◆ What is required ◆
All records shown below should be given again, character for character.

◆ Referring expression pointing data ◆
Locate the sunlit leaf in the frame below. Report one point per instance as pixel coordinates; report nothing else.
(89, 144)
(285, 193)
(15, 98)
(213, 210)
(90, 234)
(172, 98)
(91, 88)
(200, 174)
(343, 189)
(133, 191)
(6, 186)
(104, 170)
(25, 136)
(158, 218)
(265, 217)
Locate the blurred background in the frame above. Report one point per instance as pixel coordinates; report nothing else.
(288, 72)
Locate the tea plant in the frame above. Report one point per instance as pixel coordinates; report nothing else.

◆ Response to the task ◆
Locate the sunlit leaf in the frame below. Report one point per instance as pixel coordinates; report nothing else.
(89, 144)
(285, 193)
(15, 98)
(213, 210)
(90, 234)
(172, 98)
(91, 88)
(200, 174)
(343, 189)
(133, 191)
(6, 186)
(104, 170)
(25, 136)
(158, 218)
(265, 217)
Locate the blurred background in the frame above. Report one point per instance as pixel coordinates; report nothing else.
(288, 72)
Locate the tea plant in the frame above. Report one point per instance as pixel coordinates; report nothing else.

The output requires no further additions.